*Given passage*:
BEGIN

East Coast Tour of Bali with 'Scottish John', February 8th to 13thToday I traded in one of my two "comfort" t-shirts I have worn loyally since the very beginning of the trip. Three months of subjection to dirt and grime have taken their toll. But in the words of Vinnie Jones of Lock, Stock and Two Smoking Barrels, "it was emotional".
Time to recap...
I celebrated my 25th birthday. A quarter of a century. But what's in a number? Canadian Tammy from Byron Bay, Australia, surprised me with a slice of delicious carrot cake, (from TutMaks, the best eatery in town) dripping with chocolate icing under the blaze of candles. That evening a friend from Uni arrived in Bali for a visit, witty and womanizing, Scottish John.
With some gentle "encouragement" John hired a mountain bike in Ubud and we plotted a tour of the east coast. Procrastination ensued and by the time we had kitted up with supplies and motivated ourselves into action, the afternoon rains had set in. Where was the sun?!? Undeterred, we persevered onwards and after a fast and manic ride on the hyper-busy main road, swerving around traffic and dodging trucks belching out dark fumes like evil smoke machines, the pace quietened down and the rains eased.

END

*To-do item*:
Copy the Bali travel entry above word for word, from its title through its final sentence.

*Data*:
BEGIN

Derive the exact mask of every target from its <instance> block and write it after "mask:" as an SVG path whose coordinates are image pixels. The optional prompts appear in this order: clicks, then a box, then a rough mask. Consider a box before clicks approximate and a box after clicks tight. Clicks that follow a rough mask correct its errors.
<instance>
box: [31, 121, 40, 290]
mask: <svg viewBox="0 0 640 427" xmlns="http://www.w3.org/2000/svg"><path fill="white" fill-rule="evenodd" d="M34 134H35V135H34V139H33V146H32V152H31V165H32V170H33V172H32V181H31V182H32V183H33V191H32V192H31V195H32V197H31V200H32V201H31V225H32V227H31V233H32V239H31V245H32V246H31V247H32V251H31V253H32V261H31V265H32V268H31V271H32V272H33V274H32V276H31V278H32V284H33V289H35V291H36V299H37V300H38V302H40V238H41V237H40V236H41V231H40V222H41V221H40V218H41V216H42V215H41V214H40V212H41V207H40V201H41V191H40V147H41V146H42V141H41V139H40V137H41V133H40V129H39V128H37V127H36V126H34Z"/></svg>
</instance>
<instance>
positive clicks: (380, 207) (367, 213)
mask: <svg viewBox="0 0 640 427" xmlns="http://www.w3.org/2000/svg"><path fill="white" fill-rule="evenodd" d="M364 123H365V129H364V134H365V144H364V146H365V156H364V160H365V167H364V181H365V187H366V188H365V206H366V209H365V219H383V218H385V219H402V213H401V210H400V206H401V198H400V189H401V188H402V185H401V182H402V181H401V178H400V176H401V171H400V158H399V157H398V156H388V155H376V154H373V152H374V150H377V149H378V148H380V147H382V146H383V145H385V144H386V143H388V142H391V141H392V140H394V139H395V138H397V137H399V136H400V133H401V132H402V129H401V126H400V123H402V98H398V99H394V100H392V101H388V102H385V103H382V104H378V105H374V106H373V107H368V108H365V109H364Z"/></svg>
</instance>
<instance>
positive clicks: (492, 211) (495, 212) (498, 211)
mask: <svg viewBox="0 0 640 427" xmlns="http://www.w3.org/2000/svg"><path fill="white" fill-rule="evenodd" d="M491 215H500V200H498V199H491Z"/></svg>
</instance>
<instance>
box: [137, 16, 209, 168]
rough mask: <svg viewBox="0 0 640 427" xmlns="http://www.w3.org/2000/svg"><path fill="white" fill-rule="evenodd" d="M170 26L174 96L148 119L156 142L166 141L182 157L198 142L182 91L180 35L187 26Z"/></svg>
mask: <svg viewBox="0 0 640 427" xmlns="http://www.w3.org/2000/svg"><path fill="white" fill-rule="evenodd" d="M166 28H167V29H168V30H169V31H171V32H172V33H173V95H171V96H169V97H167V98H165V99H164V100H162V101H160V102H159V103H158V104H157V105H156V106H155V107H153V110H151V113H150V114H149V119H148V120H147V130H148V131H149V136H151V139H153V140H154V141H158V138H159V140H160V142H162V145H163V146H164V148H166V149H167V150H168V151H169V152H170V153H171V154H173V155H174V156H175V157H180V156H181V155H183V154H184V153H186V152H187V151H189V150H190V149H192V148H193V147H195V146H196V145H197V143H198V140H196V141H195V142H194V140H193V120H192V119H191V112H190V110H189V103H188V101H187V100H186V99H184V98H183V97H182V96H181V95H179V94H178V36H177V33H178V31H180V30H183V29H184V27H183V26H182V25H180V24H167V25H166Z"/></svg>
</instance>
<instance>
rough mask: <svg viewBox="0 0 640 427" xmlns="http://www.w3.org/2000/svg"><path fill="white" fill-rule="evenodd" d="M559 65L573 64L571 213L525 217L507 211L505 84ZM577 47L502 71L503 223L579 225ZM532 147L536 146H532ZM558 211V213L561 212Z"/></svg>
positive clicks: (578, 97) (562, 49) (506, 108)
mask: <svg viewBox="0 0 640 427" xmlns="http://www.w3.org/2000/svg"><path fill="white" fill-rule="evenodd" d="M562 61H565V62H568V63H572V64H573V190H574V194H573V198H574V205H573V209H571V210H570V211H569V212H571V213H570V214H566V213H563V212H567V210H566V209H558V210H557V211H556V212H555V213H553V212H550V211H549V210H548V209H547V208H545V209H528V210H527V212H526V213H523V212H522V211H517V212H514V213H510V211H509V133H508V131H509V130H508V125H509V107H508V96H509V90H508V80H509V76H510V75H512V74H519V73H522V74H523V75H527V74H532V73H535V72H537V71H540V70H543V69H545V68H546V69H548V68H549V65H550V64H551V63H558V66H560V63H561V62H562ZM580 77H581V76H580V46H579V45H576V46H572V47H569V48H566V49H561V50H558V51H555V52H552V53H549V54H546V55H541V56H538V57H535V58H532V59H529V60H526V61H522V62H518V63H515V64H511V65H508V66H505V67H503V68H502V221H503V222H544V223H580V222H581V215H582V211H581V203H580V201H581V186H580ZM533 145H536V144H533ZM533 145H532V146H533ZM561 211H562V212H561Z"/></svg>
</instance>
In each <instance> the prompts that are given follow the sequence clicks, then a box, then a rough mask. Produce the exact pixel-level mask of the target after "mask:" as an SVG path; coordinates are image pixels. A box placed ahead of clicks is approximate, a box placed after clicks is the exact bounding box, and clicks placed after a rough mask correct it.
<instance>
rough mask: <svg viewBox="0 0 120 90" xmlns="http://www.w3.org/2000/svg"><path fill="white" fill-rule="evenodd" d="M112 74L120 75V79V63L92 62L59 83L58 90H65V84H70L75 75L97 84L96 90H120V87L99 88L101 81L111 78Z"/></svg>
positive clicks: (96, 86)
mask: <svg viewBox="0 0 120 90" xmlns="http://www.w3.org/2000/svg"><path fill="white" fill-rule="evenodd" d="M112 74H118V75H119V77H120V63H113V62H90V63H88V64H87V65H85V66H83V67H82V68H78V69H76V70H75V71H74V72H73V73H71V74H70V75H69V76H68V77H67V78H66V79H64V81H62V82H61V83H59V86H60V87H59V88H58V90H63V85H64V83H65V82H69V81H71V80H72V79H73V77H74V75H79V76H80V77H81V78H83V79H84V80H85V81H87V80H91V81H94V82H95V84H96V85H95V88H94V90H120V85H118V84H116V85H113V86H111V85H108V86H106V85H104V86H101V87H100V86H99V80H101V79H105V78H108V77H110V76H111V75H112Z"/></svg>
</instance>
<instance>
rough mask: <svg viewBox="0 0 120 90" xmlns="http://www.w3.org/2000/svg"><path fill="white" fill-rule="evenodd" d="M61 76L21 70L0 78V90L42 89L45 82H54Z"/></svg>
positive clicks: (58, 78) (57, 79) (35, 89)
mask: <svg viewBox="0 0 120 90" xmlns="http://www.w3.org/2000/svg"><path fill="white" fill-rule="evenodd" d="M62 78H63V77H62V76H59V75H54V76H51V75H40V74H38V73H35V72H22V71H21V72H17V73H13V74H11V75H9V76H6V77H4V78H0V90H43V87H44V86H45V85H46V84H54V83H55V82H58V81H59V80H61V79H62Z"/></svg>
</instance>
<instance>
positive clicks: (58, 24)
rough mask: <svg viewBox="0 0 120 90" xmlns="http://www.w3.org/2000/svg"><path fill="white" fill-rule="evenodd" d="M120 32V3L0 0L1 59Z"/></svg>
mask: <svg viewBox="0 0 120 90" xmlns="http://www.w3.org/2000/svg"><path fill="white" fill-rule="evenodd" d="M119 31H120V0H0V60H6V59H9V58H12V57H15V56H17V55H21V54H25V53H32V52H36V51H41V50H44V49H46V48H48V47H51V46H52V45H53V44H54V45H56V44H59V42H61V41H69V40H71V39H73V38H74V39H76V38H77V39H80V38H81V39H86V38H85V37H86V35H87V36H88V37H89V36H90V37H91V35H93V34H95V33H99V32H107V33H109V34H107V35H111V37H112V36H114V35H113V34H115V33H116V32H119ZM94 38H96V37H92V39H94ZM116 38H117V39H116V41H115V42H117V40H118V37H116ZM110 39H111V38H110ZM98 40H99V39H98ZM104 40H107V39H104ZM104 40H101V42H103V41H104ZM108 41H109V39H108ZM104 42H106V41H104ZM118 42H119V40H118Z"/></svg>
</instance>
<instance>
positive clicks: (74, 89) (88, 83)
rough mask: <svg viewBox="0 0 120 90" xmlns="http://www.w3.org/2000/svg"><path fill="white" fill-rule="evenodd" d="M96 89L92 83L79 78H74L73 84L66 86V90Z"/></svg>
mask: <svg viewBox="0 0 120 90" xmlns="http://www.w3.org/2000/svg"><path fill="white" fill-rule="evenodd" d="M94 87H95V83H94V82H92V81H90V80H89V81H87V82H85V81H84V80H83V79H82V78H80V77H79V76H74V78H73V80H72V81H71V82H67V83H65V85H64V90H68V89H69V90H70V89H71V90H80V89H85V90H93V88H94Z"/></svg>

END

*Task result*:
East Coast Tour of Bali with 'Scottish John', February 8th to 13thToday I traded in one of my two "comfort" t-shirts I have worn loyally since the very beginning of the trip. Three months of subjection to dirt and grime have taken their toll. But in the words of Vinnie Jones of Lock, Stock and Two Smoking Barrels, "it was emotional".
Time to recap...
I celebrated my 25th birthday. A quarter of a century. But what's in a number? Canadian Tammy from Byron Bay, Australia, surprised me with a slice of delicious carrot cake, (from TutMaks, the best eatery in town) dripping with chocolate icing under the blaze of candles. That evening a friend from Uni arrived in Bali for a visit, witty and womanizing, Scottish John.
With some gentle "encouragement" John hired a mountain bike in Ubud and we plotted a tour of the east coast. Procrastination ensued and by the time we had kitted up with supplies and motivated ourselves into action, the afternoon rains had set in. Where was the sun?!? Undeterred, we persevered onwards and after a fast and manic ride on the hyper-busy main road, swerving around traffic and dodging trucks belching out dark fumes like evil smoke machines, the pace quietened down and the rains eased.